» **GIVEN INFORMATION**:
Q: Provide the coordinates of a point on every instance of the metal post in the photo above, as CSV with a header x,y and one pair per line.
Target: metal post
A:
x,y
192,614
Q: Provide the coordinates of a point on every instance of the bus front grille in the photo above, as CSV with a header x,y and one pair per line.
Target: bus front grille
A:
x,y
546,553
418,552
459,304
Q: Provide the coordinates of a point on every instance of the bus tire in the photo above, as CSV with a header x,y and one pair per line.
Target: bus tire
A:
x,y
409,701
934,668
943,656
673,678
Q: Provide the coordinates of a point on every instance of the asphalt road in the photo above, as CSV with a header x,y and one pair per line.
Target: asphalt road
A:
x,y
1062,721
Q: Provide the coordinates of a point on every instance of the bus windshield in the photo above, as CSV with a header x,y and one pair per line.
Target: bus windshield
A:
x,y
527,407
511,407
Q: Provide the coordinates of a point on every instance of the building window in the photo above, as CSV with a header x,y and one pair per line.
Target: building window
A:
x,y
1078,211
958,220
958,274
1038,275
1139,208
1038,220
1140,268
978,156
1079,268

» **ASSIGNMENT**: Take the material above and transcribe all of it exactly.

» **ANSWER BELOW**:
Q: Provide the coordinates of a point on every instance of the metal post in the photo above, as CSV with a header x,y and one pair per line.
Target: metal post
A:
x,y
192,614
Q: Provide the coordinates of a point on every instance of the bus front grille in the photo above, as CSV with a header x,y and one pair per line.
Target: bus front grille
A:
x,y
546,553
418,552
459,304
Q: Provide the coordinates of a point on every instance of the bus tire in the photo above, as CSV with a header x,y and one pair per line.
Target: bus tire
A:
x,y
409,701
934,668
943,656
673,678
Q: Provide the coordinates of a point on every instance of the asphalt road in the photo above, as CSV with a header x,y and one pair per line.
Target: asphalt road
A:
x,y
1062,721
Q: Provide the coordinates of a point on every instance of the bus windshield in the photo above, as CSV with a header x,y and one pair per line.
Target: bus windshield
A:
x,y
527,407
511,407
Q: Provide the coordinates of a point on every instance of the building window in the photo above, as CSV with a header x,y and one pair per line.
Target: building window
A:
x,y
1078,211
958,220
958,274
1038,275
1139,208
1038,220
1140,268
978,156
1079,268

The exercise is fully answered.